## Begin Given information

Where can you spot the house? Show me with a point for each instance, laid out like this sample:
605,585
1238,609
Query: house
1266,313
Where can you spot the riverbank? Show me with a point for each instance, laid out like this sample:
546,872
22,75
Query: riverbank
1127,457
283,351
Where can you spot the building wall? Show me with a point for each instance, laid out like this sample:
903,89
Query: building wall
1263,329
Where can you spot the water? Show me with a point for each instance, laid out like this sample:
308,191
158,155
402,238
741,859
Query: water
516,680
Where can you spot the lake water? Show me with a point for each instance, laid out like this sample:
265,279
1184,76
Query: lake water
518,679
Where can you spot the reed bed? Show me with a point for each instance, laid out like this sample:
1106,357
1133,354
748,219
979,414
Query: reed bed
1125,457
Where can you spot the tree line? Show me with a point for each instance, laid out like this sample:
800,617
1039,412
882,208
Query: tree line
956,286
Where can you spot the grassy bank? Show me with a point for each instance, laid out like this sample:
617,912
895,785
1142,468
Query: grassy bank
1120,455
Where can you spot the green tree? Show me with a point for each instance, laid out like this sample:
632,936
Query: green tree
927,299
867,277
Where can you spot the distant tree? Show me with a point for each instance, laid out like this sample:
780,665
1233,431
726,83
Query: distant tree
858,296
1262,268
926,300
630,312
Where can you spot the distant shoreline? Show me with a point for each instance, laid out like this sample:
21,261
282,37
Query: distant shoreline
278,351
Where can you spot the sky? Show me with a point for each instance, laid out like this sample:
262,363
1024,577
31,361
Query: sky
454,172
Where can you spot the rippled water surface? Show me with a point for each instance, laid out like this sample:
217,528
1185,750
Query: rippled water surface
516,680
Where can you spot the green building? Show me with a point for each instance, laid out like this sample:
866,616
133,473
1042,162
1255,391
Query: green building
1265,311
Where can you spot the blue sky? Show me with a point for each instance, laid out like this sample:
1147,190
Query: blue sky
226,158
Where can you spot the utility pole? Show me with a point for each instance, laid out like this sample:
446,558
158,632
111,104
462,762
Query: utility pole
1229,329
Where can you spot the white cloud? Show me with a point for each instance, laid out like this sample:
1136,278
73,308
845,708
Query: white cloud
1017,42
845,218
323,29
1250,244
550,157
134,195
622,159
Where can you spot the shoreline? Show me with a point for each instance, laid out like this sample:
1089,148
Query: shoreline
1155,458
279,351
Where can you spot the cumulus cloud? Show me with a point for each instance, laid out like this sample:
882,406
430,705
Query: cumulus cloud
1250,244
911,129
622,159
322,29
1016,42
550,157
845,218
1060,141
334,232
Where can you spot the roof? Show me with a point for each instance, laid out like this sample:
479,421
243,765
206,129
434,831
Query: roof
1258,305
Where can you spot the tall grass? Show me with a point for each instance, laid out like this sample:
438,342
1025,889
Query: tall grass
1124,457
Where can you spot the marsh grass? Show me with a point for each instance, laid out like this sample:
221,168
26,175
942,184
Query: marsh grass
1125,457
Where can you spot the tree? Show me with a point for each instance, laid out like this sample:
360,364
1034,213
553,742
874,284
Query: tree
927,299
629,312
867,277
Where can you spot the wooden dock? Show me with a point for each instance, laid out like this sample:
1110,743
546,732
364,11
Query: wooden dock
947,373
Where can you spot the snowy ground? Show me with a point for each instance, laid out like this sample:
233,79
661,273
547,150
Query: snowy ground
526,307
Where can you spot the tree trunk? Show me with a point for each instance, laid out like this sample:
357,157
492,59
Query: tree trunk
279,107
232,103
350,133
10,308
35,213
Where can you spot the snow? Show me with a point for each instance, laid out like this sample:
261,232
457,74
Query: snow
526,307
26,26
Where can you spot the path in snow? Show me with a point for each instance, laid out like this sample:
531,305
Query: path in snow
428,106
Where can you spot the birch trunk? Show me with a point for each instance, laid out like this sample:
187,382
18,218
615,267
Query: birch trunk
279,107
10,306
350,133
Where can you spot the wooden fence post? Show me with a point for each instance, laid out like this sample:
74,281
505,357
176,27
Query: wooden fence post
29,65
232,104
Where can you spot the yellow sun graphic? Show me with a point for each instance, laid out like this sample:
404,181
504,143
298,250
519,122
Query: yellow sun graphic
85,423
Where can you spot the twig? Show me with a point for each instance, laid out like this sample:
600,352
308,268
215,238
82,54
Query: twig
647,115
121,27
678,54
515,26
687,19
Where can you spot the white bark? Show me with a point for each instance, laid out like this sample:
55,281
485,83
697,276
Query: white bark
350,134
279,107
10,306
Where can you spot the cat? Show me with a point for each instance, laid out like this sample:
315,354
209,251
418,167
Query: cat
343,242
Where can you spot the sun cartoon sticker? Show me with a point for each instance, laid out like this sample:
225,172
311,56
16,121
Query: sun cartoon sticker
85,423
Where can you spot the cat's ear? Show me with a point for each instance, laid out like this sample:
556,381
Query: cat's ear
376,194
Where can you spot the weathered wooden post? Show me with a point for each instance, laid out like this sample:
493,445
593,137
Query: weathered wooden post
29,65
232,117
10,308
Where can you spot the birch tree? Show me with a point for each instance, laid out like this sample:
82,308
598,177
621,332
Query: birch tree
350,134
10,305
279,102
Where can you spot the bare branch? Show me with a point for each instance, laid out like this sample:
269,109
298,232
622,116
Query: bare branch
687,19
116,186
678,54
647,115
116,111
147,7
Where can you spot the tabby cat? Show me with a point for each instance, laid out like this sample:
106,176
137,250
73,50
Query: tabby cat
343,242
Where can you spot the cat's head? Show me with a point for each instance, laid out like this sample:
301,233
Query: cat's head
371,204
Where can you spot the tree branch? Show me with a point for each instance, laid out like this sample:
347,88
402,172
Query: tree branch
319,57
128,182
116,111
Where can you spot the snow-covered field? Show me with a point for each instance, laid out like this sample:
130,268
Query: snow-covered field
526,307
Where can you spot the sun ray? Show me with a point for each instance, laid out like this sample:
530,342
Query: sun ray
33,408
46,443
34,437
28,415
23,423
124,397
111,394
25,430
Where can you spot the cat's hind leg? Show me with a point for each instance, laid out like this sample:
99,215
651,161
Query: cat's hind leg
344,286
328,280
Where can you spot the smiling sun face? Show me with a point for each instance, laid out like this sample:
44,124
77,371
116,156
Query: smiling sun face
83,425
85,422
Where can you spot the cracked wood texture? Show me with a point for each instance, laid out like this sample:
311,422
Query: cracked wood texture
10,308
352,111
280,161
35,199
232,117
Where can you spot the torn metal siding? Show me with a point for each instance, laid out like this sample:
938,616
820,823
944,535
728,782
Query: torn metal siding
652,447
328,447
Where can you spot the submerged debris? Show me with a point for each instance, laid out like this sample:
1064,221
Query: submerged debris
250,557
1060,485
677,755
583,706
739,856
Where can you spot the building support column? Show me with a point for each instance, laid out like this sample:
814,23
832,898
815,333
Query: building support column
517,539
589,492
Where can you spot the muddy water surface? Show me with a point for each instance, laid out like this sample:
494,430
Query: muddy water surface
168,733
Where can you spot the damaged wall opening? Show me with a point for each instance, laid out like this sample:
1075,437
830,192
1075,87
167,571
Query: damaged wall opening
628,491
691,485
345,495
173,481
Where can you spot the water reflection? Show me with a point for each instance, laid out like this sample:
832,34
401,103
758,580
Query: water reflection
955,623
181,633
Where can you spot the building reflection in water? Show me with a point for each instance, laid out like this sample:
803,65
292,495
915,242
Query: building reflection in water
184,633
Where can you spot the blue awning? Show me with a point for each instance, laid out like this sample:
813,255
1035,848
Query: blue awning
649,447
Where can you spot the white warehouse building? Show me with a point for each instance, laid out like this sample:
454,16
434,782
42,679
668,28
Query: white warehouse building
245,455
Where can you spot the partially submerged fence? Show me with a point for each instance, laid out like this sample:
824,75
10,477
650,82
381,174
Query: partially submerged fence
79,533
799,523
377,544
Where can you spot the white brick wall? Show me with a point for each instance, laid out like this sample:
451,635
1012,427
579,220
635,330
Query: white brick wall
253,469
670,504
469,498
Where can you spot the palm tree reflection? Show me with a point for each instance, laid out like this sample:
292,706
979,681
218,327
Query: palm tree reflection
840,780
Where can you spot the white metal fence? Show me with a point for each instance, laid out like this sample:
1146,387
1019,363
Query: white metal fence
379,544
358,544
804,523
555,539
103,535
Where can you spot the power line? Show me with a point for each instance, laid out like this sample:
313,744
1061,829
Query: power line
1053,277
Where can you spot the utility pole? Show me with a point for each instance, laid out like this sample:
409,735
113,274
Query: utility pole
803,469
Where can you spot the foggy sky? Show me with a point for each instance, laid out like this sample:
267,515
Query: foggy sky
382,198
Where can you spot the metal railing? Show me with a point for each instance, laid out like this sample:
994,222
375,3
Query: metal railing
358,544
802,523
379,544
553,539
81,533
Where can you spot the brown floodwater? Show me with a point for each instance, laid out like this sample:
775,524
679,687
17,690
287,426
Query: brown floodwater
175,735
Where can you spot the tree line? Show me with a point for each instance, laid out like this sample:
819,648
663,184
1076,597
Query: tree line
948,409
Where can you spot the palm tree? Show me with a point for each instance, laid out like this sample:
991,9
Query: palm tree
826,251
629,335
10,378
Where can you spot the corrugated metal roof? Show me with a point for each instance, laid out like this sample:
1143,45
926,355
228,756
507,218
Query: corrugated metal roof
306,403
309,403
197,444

## End Given information

Written exercise:
Give again the lines from the line holding "Where can you spot the power" through the close of the listing, both included, exactly as written and with nothing else.

Finished answer:
Where can you spot the power line? Show me with a point for each instance, laid out like this sample:
313,744
1061,829
Query: power line
1053,277
Where can you spot the utility pole? Show me with a point for each instance, laid out like this sample:
409,735
113,274
Query: utility pole
803,469
Where can you spot the foggy sky? Show me with a point for each instance, laid out like this sample:
267,515
Query: foggy sky
382,198
Where can you spot the metal railing? Show me with a point for each instance, laid out like this sample:
994,222
375,3
Query: metal railing
358,544
802,523
379,544
553,539
81,533
Where can you spot the brown floodwater? Show me with a point for each instance, laid out like this sample:
775,524
679,687
17,690
287,426
Query: brown floodwater
175,735
Where can you spot the tree line? Show me with a point for each instance, laid out like this sample:
819,648
663,184
1076,597
Query: tree line
948,409
Where can you spot the palm tree? Show me with a point for each instance, laid out like this sample:
991,9
Query: palm tree
826,251
629,335
10,378
Where can you spot the corrugated metal roof? Show me with a point for each instance, laid out like this sample:
1143,45
926,355
228,756
507,218
Query: corrugated metal roof
306,403
309,403
197,444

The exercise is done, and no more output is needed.